**EXERCISE DIRECTIONS:**
Lay out every line of the rows below as a JSON list of strings, one string per line, with blank lines and the pictures left out.

Object location entries for images:
__________________________________________________

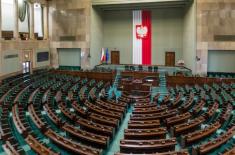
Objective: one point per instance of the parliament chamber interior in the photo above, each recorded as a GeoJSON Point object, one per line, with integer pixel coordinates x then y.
{"type": "Point", "coordinates": [117, 77]}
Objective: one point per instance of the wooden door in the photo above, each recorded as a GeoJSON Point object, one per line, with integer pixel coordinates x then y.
{"type": "Point", "coordinates": [170, 59]}
{"type": "Point", "coordinates": [115, 57]}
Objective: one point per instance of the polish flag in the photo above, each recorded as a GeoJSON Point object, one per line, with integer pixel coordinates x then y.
{"type": "Point", "coordinates": [142, 37]}
{"type": "Point", "coordinates": [102, 55]}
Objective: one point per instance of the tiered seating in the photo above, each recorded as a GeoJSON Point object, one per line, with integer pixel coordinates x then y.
{"type": "Point", "coordinates": [56, 113]}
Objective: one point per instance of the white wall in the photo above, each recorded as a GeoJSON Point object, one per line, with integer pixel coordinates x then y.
{"type": "Point", "coordinates": [96, 36]}
{"type": "Point", "coordinates": [167, 29]}
{"type": "Point", "coordinates": [10, 65]}
{"type": "Point", "coordinates": [38, 20]}
{"type": "Point", "coordinates": [69, 56]}
{"type": "Point", "coordinates": [189, 37]}
{"type": "Point", "coordinates": [221, 61]}
{"type": "Point", "coordinates": [7, 15]}
{"type": "Point", "coordinates": [118, 33]}
{"type": "Point", "coordinates": [8, 19]}
{"type": "Point", "coordinates": [43, 63]}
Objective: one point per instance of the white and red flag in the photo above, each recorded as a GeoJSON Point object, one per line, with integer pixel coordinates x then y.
{"type": "Point", "coordinates": [142, 37]}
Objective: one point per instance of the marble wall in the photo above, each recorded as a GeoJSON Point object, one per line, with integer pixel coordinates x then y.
{"type": "Point", "coordinates": [21, 48]}
{"type": "Point", "coordinates": [69, 27]}
{"type": "Point", "coordinates": [214, 17]}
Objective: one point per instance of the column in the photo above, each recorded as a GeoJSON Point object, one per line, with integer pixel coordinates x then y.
{"type": "Point", "coordinates": [0, 19]}
{"type": "Point", "coordinates": [45, 22]}
{"type": "Point", "coordinates": [31, 20]}
{"type": "Point", "coordinates": [16, 27]}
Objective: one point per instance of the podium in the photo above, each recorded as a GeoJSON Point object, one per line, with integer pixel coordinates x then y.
{"type": "Point", "coordinates": [115, 57]}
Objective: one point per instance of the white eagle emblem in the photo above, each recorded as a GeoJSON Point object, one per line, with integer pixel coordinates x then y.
{"type": "Point", "coordinates": [141, 31]}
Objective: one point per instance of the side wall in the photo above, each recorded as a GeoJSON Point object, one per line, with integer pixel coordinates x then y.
{"type": "Point", "coordinates": [96, 36]}
{"type": "Point", "coordinates": [189, 37]}
{"type": "Point", "coordinates": [221, 61]}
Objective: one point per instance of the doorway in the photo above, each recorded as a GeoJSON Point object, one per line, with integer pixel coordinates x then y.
{"type": "Point", "coordinates": [170, 59]}
{"type": "Point", "coordinates": [26, 66]}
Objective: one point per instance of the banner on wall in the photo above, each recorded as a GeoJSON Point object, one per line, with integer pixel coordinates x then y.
{"type": "Point", "coordinates": [142, 37]}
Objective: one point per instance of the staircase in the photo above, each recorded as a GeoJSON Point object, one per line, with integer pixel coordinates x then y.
{"type": "Point", "coordinates": [162, 89]}
{"type": "Point", "coordinates": [115, 85]}
{"type": "Point", "coordinates": [117, 79]}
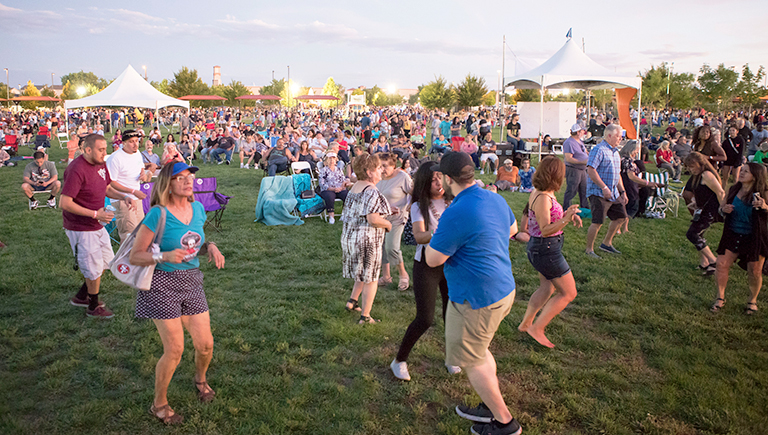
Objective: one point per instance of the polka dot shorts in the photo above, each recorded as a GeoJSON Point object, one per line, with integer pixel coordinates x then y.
{"type": "Point", "coordinates": [172, 295]}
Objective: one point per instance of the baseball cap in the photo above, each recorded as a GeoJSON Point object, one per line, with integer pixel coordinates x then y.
{"type": "Point", "coordinates": [127, 134]}
{"type": "Point", "coordinates": [576, 127]}
{"type": "Point", "coordinates": [180, 167]}
{"type": "Point", "coordinates": [457, 165]}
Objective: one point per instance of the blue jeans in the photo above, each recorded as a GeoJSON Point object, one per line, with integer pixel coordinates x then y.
{"type": "Point", "coordinates": [218, 151]}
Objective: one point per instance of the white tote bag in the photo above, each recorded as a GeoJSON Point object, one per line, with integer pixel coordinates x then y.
{"type": "Point", "coordinates": [138, 277]}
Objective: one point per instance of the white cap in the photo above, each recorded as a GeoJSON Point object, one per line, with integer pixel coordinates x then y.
{"type": "Point", "coordinates": [576, 127]}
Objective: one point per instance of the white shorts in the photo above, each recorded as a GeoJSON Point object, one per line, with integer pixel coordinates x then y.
{"type": "Point", "coordinates": [93, 251]}
{"type": "Point", "coordinates": [485, 156]}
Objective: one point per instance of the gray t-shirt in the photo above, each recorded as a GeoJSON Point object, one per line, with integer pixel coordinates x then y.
{"type": "Point", "coordinates": [579, 151]}
{"type": "Point", "coordinates": [40, 173]}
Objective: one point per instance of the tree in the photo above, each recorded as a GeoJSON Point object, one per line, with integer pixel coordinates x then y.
{"type": "Point", "coordinates": [371, 95]}
{"type": "Point", "coordinates": [187, 82]}
{"type": "Point", "coordinates": [437, 94]}
{"type": "Point", "coordinates": [331, 88]}
{"type": "Point", "coordinates": [274, 88]}
{"type": "Point", "coordinates": [718, 87]}
{"type": "Point", "coordinates": [470, 92]}
{"type": "Point", "coordinates": [84, 78]}
{"type": "Point", "coordinates": [749, 88]}
{"type": "Point", "coordinates": [30, 91]}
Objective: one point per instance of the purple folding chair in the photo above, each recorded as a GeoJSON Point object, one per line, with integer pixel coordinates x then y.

__________________________________________________

**WORKED SOLUTION:**
[
  "Objective: one point per instance of the parliament chamber interior in the photo above, each recorded as a GeoJSON Point object, one per line, with integer pixel coordinates x then y.",
  "{\"type\": \"Point\", \"coordinates\": [117, 77]}",
  "Objective: one point per instance of the wooden door in the photo above, each recorded as a GeoJSON Point object, one per line, with integer pixel coordinates x then y.",
  "{\"type\": \"Point\", \"coordinates\": [170, 59]}",
  "{\"type\": \"Point\", \"coordinates\": [115, 57]}",
  "Objective: one point per instance of the polish flag in the photo above, each recorded as a GeoJSON Point object, one per line, with integer pixel coordinates x then y.",
  "{\"type\": \"Point\", \"coordinates\": [142, 37]}",
  "{\"type\": \"Point\", \"coordinates\": [102, 55]}",
  "Objective: one point per instance of the tiered seating in the photo above, each recorded as a GeoJSON Point object, one per line, with integer pixel coordinates x then y.",
  "{\"type\": \"Point\", \"coordinates\": [56, 113]}",
  "Objective: one point per instance of the white wall in the photo above, each recorded as a GeoJSON Point object, one per line, with integer pixel coordinates x then y.",
  "{\"type\": \"Point\", \"coordinates\": [96, 36]}",
  "{\"type\": \"Point\", \"coordinates\": [167, 29]}",
  "{\"type\": \"Point\", \"coordinates\": [10, 65]}",
  "{\"type\": \"Point\", \"coordinates\": [38, 20]}",
  "{\"type\": \"Point\", \"coordinates\": [69, 56]}",
  "{\"type\": \"Point\", \"coordinates\": [189, 37]}",
  "{\"type\": \"Point\", \"coordinates\": [221, 61]}",
  "{\"type\": \"Point\", \"coordinates\": [7, 15]}",
  "{\"type\": \"Point\", \"coordinates\": [118, 33]}",
  "{\"type\": \"Point\", \"coordinates\": [8, 19]}",
  "{\"type\": \"Point\", \"coordinates\": [43, 63]}",
  "Objective: one point per instance of the white and red flag in the photo above, each recorded as a GeoJSON Point object, one per line, with integer pixel coordinates x then y.",
  "{\"type\": \"Point\", \"coordinates\": [142, 37]}",
  "Objective: one point per instance of the marble wall in the photo above, each recorded as a GeoJSON Point object, one per line, with integer pixel coordinates x then y.",
  "{\"type\": \"Point\", \"coordinates\": [21, 48]}",
  "{\"type\": \"Point\", \"coordinates\": [69, 27]}",
  "{\"type\": \"Point\", \"coordinates\": [214, 17]}",
  "Objective: one point per instance of the column in the photo above, each recorded as a GeoJSON Point object, one per line, with integer pixel coordinates x then y.",
  "{\"type\": \"Point\", \"coordinates\": [0, 19]}",
  "{\"type\": \"Point\", \"coordinates\": [45, 22]}",
  "{\"type\": \"Point\", \"coordinates\": [31, 20]}",
  "{\"type\": \"Point\", \"coordinates\": [16, 27]}",
  "Objective: one point per instance of the podium in the photo above, each recorded as a GeoJSON Point object, one per line, with integer pixel coordinates x then y.",
  "{\"type\": \"Point\", \"coordinates\": [115, 57]}",
  "Objective: one point per instance of the white eagle emblem in the photo above, each recorded as a GeoJSON Point object, one per line, with integer pixel coordinates x then y.",
  "{\"type\": \"Point\", \"coordinates\": [141, 31]}",
  "Objective: one point per instance of the side wall in the photo above, each recorded as a GeoJSON Point object, one per line, with integer pixel coordinates x then y.",
  "{\"type\": \"Point\", \"coordinates\": [96, 36]}",
  "{\"type\": \"Point\", \"coordinates\": [189, 37]}",
  "{\"type\": \"Point\", \"coordinates\": [221, 61]}",
  "Objective: one point per instance of the doorway in the photo above, each recorded as a GeoJSON Point object, one per line, with integer pixel coordinates x then y.",
  "{\"type\": \"Point\", \"coordinates\": [170, 59]}",
  "{\"type\": \"Point\", \"coordinates\": [26, 66]}",
  "Objective: one point per instance of the banner on wall in the photo above, each recorded as a GeoJSON Point object, one per line, with integer pixel coordinates x then y.",
  "{\"type\": \"Point\", \"coordinates\": [142, 37]}",
  "Objective: one point per instance of the staircase in the photo above, each recorded as a GeoJSON Point object, one per line, with integer pixel coordinates x then y.",
  "{\"type\": \"Point\", \"coordinates\": [162, 89]}",
  "{\"type\": \"Point\", \"coordinates\": [115, 85]}",
  "{\"type\": \"Point\", \"coordinates\": [117, 79]}",
  "Objective: one point per instance of the polka dot shorts in the photo above, each recorded as a GeoJSON Point object, one per line, with integer pixel coordinates x then y.",
  "{\"type\": \"Point\", \"coordinates\": [172, 295]}",
  "Objective: one point per instance of the baseball cap in the photo above, each recorded as a GeoJSON Point object, one per line, with integer pixel coordinates x then y.",
  "{\"type\": \"Point\", \"coordinates\": [127, 134]}",
  "{\"type\": \"Point\", \"coordinates\": [576, 127]}",
  "{\"type\": \"Point\", \"coordinates\": [180, 167]}",
  "{\"type\": \"Point\", \"coordinates\": [457, 165]}",
  "Objective: one point per instance of the blue jeans in the photo above, each recorded as a GeoJSON Point object, one per line, with integer pixel coordinates x then y.",
  "{\"type\": \"Point\", \"coordinates\": [218, 151]}",
  "Objective: one point per instance of the white tote bag in the photo above, each recorded as a GeoJSON Point object, one per line, with integer pixel coordinates x then y.",
  "{\"type\": \"Point\", \"coordinates\": [138, 277]}",
  "Objective: one point per instance of the white cap in the photo above, each recorded as a GeoJSON Point object, one per line, with integer pixel coordinates x then y.",
  "{\"type\": \"Point\", \"coordinates\": [576, 127]}",
  "Objective: one point per instance of the white shorts in the photo above, each recorded as a GeoJSON Point object, one per line, with integer pixel coordinates x then y.",
  "{\"type\": \"Point\", \"coordinates\": [93, 251]}",
  "{\"type\": \"Point\", \"coordinates\": [485, 156]}",
  "Objective: one point per instance of the gray t-shirt in the photo above, each recorded as a GeoJSON Point object, one per line, with integer pixel coordinates x then y.",
  "{\"type\": \"Point\", \"coordinates\": [579, 151]}",
  "{\"type\": \"Point\", \"coordinates\": [40, 173]}",
  "Objective: one point per instance of the tree in the photo above, each recorded as a GeoJSON Point object, one per line, with integer pixel coordinates x then y.",
  "{\"type\": \"Point\", \"coordinates\": [371, 95]}",
  "{\"type\": \"Point\", \"coordinates\": [187, 82]}",
  "{\"type\": \"Point\", \"coordinates\": [437, 94]}",
  "{\"type\": \"Point\", \"coordinates\": [331, 88]}",
  "{\"type\": \"Point\", \"coordinates\": [274, 88]}",
  "{\"type\": \"Point\", \"coordinates\": [718, 87]}",
  "{\"type\": \"Point\", \"coordinates\": [470, 92]}",
  "{\"type\": \"Point\", \"coordinates\": [84, 78]}",
  "{\"type\": \"Point\", \"coordinates\": [749, 88]}",
  "{\"type\": \"Point\", \"coordinates\": [30, 91]}",
  "Objective: one point per instance of the purple folding chair in the photo above, each recorded as a GeoJSON Point object, one per line, with integer pixel coordinates x then y."
]